* Given instruction *
From the line that has "Could you point to the sneaker" down to the final line of the listing below, transcribe every line exactly, and only those.

* Data listing *

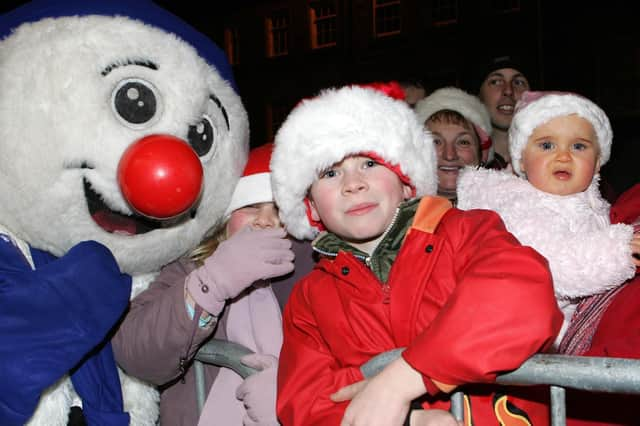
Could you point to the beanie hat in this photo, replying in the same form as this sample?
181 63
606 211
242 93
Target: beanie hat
536 108
469 106
521 64
145 11
255 184
351 120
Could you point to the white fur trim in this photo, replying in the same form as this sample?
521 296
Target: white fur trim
339 122
551 106
251 189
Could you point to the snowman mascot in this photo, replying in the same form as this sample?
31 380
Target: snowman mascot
121 139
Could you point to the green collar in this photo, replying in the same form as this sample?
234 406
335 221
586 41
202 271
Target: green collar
380 261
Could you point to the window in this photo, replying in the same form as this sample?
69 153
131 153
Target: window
445 12
278 34
386 17
506 5
232 45
322 19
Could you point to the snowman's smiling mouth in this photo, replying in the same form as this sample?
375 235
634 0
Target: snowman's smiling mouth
112 221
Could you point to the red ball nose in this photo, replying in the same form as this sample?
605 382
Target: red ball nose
160 176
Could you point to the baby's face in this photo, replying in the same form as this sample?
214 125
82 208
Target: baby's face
562 155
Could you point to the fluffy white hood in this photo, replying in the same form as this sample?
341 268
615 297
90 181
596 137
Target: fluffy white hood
586 253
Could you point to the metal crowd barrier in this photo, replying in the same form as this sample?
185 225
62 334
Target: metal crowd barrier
595 374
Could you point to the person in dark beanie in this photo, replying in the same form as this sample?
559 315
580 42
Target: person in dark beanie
502 81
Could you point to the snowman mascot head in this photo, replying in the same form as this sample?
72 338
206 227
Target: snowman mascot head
119 124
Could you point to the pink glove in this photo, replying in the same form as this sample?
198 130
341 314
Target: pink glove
258 391
246 257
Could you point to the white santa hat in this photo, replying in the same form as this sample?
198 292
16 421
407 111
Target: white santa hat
255 184
537 108
469 106
338 123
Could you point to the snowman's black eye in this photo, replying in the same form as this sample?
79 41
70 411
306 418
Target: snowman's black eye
202 136
136 102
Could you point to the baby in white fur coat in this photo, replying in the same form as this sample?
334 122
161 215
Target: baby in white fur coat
558 141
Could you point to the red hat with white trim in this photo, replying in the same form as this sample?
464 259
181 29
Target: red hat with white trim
468 106
255 184
351 120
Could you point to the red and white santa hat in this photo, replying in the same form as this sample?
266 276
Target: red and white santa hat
351 120
255 184
537 108
469 106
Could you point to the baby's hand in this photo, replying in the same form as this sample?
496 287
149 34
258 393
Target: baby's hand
433 417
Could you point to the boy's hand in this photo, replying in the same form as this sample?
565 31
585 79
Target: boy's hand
246 257
383 400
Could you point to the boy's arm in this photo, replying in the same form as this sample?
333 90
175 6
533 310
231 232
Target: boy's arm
501 311
308 373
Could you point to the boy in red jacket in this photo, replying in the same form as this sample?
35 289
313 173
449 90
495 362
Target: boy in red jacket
455 288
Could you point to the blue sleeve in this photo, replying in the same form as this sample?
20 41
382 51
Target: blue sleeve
52 317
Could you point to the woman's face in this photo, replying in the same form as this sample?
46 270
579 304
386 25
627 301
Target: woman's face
457 146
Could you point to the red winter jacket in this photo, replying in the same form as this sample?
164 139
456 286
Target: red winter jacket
468 302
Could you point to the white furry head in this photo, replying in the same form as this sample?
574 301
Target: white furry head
537 108
324 130
62 132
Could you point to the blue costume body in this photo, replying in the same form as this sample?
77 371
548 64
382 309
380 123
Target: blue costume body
75 300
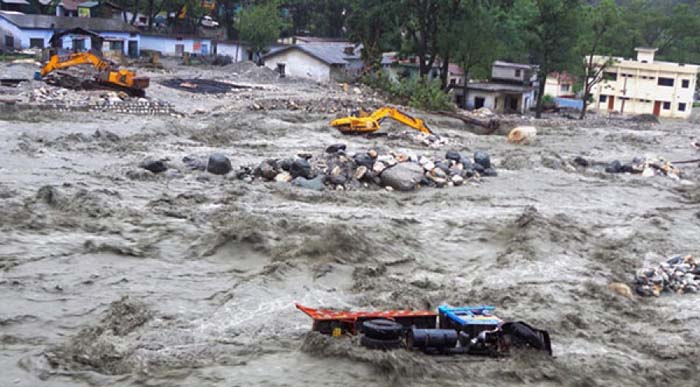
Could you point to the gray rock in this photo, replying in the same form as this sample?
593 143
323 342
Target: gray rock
300 168
266 170
483 159
364 159
453 155
315 184
578 160
403 176
490 172
614 167
466 163
219 164
194 163
155 166
335 148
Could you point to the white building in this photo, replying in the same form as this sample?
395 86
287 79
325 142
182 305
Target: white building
560 85
510 90
22 31
319 61
645 86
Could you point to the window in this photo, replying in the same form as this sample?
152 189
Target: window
116 45
78 45
608 76
36 43
665 81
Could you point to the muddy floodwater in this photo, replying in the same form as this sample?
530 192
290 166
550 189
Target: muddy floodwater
113 276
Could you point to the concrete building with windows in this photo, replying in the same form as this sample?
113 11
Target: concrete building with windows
560 85
20 31
318 61
511 89
645 86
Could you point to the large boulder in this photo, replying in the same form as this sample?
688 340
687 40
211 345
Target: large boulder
219 164
155 166
315 184
363 159
300 168
335 148
402 176
483 159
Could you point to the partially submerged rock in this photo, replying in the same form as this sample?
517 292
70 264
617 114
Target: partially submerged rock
155 166
219 164
403 176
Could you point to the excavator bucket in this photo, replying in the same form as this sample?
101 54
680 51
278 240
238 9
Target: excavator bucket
361 122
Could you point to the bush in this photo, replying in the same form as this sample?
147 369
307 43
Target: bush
548 101
413 92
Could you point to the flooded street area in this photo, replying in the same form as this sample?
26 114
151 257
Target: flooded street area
111 275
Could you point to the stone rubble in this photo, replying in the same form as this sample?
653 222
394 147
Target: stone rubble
62 99
678 275
323 105
337 169
647 167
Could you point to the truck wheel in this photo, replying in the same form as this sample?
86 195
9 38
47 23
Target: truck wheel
382 329
371 343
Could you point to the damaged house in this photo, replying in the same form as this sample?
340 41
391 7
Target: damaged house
20 31
511 89
321 61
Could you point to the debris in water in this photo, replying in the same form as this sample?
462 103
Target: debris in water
338 170
678 274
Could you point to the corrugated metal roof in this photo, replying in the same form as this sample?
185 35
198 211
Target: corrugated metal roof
502 87
328 52
63 22
70 5
514 65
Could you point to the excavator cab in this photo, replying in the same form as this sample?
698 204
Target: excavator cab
361 122
108 75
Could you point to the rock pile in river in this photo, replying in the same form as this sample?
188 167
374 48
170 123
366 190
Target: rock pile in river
646 167
678 274
338 169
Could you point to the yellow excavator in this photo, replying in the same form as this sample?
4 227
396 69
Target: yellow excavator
363 122
107 75
116 78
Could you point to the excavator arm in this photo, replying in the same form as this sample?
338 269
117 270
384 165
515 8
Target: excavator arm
371 123
121 79
55 62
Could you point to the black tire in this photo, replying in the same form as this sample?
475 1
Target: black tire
371 343
381 329
523 334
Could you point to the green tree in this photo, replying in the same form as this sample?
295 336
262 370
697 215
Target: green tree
552 36
600 27
260 26
476 18
375 25
421 24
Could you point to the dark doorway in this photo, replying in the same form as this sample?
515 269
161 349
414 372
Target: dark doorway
133 48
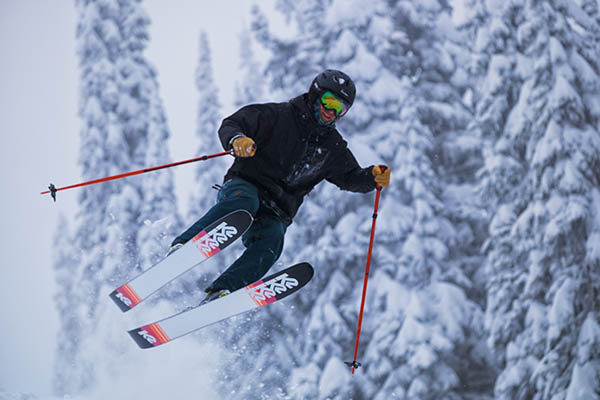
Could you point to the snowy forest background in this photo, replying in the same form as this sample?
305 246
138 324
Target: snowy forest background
485 279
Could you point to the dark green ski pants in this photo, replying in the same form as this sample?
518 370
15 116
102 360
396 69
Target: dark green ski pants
263 240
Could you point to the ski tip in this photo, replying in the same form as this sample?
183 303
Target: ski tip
137 336
304 270
116 297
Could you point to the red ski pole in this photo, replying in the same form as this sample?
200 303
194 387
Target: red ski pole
354 363
52 189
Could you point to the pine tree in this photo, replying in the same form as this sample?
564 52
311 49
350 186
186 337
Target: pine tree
538 112
124 128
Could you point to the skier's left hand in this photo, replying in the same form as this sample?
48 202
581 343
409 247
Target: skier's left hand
382 175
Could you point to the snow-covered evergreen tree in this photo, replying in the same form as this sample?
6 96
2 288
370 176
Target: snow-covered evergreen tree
539 112
124 128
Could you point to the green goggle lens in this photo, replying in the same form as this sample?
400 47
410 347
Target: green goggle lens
332 102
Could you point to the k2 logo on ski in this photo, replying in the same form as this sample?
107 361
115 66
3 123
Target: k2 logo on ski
265 292
209 243
124 299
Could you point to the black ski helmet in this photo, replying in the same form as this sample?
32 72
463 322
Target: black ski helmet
335 81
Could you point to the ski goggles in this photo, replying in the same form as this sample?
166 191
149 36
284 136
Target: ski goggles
331 102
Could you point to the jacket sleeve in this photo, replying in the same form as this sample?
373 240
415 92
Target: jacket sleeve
350 176
254 121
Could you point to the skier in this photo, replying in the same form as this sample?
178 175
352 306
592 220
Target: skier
282 151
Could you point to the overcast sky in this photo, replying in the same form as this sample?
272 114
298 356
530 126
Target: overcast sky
39 127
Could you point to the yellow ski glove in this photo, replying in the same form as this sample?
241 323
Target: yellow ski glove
244 147
382 175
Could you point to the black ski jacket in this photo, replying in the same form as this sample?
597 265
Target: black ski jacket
294 153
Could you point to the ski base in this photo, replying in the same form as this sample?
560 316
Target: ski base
204 245
265 291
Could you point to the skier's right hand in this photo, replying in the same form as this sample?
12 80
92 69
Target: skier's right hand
244 146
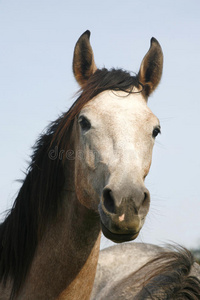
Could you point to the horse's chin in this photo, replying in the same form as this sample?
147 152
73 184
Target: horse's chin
116 237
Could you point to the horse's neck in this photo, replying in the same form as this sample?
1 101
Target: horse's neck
65 263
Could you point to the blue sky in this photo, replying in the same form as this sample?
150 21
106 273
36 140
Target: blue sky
37 39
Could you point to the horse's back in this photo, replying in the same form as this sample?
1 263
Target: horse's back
116 276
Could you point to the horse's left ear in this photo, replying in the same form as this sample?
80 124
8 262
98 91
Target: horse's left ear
151 68
83 61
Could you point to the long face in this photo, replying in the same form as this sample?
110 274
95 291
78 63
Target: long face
115 134
115 138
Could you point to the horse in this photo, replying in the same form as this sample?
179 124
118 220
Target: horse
87 174
143 271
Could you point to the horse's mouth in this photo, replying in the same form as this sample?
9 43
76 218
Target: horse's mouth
117 237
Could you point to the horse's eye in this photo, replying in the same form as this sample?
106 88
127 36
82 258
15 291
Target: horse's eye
84 123
156 131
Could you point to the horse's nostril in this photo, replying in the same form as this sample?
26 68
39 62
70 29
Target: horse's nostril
108 201
146 199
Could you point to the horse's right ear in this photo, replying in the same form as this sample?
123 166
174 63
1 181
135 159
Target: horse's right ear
151 68
83 61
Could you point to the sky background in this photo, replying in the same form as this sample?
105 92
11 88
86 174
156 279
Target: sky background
37 39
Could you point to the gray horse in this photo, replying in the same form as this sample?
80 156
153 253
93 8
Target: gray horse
143 271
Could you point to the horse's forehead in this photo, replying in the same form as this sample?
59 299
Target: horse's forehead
114 105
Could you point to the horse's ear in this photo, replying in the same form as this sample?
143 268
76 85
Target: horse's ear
83 61
151 68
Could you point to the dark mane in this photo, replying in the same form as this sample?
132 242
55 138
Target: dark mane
39 198
168 277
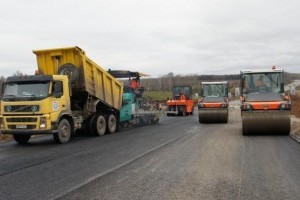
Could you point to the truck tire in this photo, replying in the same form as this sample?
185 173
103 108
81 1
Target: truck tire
22 139
111 123
64 132
70 70
99 125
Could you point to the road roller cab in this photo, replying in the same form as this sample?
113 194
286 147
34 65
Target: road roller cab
265 108
213 103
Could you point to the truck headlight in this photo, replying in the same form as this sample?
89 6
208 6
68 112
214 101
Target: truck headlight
43 122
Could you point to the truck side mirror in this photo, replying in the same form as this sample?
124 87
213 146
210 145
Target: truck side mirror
57 89
57 94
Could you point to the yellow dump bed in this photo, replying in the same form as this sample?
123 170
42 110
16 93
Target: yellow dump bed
91 77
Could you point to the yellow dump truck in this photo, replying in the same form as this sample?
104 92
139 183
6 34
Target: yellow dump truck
70 92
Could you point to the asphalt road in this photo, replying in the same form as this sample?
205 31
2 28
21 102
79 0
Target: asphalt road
176 159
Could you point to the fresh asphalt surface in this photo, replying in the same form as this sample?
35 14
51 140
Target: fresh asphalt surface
175 159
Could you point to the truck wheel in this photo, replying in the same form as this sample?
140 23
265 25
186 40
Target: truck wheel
111 123
64 132
100 125
22 139
70 70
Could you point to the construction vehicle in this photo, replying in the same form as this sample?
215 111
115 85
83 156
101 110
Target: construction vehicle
132 112
213 102
69 93
182 102
265 108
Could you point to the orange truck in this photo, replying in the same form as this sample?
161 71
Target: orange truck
213 104
265 108
182 102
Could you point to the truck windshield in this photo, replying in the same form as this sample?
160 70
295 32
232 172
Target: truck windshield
26 91
256 83
214 90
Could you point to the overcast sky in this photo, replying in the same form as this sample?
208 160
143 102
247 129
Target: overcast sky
154 36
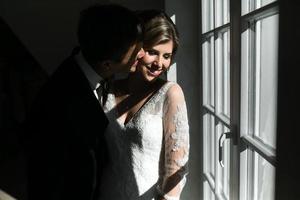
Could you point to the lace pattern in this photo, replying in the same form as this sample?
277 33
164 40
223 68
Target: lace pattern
149 153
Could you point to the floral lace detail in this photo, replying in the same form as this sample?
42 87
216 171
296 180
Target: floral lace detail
147 150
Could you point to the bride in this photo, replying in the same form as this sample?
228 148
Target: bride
148 133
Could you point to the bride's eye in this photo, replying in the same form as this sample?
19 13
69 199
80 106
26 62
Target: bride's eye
167 56
151 52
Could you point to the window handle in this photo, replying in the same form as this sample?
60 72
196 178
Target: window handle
221 146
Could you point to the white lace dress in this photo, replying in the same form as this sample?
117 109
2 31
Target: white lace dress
148 154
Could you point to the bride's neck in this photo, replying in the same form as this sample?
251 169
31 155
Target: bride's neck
136 84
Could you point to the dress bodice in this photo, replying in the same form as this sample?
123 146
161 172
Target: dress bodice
137 149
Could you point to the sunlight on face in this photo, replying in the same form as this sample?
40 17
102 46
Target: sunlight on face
156 60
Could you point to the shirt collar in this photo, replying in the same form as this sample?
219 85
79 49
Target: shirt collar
93 78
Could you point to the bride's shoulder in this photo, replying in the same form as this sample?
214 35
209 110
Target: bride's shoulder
118 86
174 90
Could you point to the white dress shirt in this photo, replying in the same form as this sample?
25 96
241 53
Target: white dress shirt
93 78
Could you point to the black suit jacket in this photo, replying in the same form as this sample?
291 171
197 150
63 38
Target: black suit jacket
65 138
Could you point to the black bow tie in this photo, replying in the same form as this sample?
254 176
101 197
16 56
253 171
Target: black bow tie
102 91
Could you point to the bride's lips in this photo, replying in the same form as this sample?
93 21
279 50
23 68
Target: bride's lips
153 72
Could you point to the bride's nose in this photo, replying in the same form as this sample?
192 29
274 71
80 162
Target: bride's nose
158 62
141 53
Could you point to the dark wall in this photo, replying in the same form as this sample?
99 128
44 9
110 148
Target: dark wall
288 151
48 28
20 79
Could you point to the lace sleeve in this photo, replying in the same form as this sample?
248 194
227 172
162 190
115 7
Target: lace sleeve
176 144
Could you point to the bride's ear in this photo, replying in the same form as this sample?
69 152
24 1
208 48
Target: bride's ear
104 65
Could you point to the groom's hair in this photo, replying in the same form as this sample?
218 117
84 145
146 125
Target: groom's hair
105 32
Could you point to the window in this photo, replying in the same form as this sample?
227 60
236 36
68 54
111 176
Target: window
239 63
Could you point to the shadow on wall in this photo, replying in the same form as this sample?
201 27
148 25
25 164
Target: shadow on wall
20 79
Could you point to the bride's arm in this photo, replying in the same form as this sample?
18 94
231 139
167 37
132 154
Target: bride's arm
176 144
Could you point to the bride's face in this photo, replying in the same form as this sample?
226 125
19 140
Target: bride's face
156 60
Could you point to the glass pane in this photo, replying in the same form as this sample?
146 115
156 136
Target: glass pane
226 169
207 15
211 71
221 12
225 71
208 192
212 145
267 61
209 144
262 3
251 5
264 179
208 72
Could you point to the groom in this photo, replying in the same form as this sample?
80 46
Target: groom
66 145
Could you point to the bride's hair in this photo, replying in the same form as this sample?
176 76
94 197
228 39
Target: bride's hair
158 28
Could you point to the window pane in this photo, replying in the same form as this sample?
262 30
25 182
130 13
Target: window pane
267 61
221 12
208 193
226 169
209 144
251 5
264 179
208 72
262 3
207 15
225 71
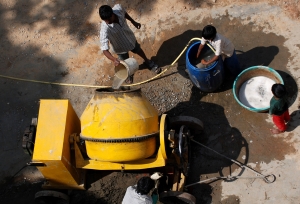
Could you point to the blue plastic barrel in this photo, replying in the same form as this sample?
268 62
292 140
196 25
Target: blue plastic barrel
206 79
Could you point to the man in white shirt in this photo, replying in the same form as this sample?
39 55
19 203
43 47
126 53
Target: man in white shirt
114 30
222 46
138 194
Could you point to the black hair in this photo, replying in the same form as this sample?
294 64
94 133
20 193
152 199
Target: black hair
209 32
144 185
278 90
105 12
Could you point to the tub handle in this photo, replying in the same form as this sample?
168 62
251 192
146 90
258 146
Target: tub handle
216 72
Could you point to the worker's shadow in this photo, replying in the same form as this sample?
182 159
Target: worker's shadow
217 135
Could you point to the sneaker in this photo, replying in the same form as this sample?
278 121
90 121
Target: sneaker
154 67
129 80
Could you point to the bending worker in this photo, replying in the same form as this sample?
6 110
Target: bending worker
114 30
223 46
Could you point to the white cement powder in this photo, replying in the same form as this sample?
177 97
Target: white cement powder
256 92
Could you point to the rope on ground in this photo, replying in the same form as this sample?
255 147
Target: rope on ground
95 86
266 178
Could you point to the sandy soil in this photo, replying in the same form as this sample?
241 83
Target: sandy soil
58 41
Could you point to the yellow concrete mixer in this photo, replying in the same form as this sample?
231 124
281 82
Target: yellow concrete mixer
118 130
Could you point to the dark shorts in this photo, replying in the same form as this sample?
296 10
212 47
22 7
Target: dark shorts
136 49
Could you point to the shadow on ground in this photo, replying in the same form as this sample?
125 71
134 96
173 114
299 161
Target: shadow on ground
217 135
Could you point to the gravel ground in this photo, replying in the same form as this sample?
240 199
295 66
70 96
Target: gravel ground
58 42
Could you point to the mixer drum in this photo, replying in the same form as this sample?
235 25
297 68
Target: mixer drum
119 125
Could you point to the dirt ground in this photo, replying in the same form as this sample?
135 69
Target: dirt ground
58 41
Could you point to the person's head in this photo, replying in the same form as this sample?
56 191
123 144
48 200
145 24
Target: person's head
106 14
144 185
209 32
278 90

* Exercise response *
Could you point to the sneaker in this photo, replying in the same form as this sample?
278 121
90 121
Target: sneaker
154 67
129 80
Could you point to the bending worker in this photo, replying in the same form as this sample?
6 110
Target: bending worker
114 30
223 46
Could you point to the white cement powder in this photo, replying in the same form as this sample?
177 97
Target: white cement powder
256 92
Could you point to the rope on ground in this photo, replying in the same form as this sample?
255 147
Target: rope on ground
95 86
266 178
Could you point to the sandy soil in this photo, replying in the same form as this sample?
241 83
Target: sandy soil
58 41
Could you point to the yellow concrete mixer in this photo, replying in the same form as this sample?
231 124
281 82
Target: yellow concrete mixer
118 130
Could you point to the dark shorts in this photo, replying in the same form as this sample?
296 10
212 47
22 7
Target: dark shorts
136 49
Could you point to the shadow on ground in this photo, replying in the same form as this sample?
125 71
134 96
173 114
299 161
Target: shadow on ground
217 135
Could you point to the gravel ground in this photo, replying in the same form as this sample?
240 199
295 66
70 96
Target: gravel ground
58 42
Could you point to the mixer drum in this photo, replying in the same form as this sample?
235 25
297 68
Target: mixer drum
119 125
Could you point to the dirt ground in this photo, replying in the same form as this sample?
135 69
Target: dirt ground
58 41
Could you point to the person's head in this photo, replying in the same form as this sample?
56 191
123 144
48 200
145 24
Target: person's head
106 14
144 185
209 32
278 90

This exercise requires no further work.